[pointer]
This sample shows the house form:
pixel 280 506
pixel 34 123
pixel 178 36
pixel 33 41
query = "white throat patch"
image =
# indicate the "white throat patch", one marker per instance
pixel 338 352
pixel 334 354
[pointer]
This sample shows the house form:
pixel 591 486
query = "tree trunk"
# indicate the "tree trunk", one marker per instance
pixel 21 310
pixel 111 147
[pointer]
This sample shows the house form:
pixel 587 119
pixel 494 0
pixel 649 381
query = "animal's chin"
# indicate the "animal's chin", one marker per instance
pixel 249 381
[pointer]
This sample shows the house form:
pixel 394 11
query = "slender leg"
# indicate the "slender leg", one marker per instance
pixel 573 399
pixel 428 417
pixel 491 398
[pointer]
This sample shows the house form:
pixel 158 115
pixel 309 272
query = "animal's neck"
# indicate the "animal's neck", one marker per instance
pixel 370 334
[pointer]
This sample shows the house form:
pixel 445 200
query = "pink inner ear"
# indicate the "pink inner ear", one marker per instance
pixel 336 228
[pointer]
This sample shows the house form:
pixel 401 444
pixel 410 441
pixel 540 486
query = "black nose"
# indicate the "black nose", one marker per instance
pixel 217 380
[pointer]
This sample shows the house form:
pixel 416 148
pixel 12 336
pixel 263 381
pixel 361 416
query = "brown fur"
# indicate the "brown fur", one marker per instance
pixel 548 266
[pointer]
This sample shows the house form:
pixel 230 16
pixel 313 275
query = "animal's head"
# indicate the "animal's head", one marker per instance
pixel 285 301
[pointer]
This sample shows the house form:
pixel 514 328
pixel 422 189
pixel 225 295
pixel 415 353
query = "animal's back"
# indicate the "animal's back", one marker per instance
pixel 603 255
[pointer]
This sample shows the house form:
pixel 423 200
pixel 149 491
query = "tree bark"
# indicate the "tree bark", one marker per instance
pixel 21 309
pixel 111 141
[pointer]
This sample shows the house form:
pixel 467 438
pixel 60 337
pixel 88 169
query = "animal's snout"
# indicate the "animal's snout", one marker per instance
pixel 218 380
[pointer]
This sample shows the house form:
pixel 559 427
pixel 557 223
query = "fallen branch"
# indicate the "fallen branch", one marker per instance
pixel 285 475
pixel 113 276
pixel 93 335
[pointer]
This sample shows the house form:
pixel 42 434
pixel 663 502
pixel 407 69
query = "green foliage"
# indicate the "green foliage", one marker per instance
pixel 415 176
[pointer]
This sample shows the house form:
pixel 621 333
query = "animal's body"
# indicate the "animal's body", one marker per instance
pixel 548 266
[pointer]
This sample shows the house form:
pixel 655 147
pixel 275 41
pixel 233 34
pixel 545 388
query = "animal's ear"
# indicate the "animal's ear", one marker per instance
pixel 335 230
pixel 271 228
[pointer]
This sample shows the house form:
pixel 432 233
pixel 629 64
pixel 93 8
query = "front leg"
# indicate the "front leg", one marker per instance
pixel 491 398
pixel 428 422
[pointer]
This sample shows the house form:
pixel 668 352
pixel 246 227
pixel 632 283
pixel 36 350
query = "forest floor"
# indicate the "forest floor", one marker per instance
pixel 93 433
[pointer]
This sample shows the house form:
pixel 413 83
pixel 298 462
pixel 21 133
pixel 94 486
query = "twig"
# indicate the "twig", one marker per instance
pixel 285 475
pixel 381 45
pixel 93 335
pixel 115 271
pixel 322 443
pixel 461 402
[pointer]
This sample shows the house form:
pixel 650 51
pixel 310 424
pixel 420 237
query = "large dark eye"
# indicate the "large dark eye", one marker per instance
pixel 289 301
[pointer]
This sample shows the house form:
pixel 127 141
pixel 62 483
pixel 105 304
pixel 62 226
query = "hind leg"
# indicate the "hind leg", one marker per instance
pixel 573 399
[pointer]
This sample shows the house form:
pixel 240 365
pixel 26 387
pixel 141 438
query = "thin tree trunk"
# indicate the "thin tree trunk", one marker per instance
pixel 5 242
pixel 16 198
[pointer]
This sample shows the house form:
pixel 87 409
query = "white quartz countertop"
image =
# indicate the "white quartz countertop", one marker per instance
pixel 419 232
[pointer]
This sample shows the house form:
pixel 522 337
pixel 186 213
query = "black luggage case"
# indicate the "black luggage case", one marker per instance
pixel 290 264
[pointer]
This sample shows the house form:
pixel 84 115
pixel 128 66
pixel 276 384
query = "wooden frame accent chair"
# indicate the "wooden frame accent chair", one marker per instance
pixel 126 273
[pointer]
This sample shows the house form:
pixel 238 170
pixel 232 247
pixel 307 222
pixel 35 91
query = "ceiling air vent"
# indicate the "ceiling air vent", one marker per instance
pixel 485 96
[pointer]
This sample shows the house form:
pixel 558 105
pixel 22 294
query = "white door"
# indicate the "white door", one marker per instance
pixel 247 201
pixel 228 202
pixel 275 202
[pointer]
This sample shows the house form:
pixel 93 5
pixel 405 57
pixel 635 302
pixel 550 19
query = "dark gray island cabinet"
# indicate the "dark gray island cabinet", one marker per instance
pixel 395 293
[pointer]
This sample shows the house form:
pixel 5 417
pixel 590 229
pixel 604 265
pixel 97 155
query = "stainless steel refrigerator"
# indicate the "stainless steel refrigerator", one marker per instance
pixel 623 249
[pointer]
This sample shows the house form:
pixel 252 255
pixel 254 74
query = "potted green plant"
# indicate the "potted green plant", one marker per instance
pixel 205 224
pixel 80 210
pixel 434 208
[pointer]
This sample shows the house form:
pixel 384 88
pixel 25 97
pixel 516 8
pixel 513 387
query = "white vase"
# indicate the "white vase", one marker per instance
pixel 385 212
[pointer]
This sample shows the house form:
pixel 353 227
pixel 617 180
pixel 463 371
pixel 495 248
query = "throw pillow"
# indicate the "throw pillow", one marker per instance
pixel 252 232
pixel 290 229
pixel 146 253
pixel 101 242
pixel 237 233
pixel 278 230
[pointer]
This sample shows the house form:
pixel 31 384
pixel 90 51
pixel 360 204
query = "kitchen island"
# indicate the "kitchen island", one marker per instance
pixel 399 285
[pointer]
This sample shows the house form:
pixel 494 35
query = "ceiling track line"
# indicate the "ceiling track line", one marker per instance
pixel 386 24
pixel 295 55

━━━━━━━━━━

Copy out the lines above character for character, beginning with the very first one and stopping after the line that contains "pixel 111 147".

Output>
[pointer]
This sample shows the house form:
pixel 280 506
pixel 34 123
pixel 178 36
pixel 33 41
query = "white throat patch"
image =
# indicate the "white throat patch", one marker per instance
pixel 338 352
pixel 334 354
[pointer]
This sample shows the house form:
pixel 591 486
query = "tree trunk"
# indicate the "tree trunk", one marker per instance
pixel 21 310
pixel 111 147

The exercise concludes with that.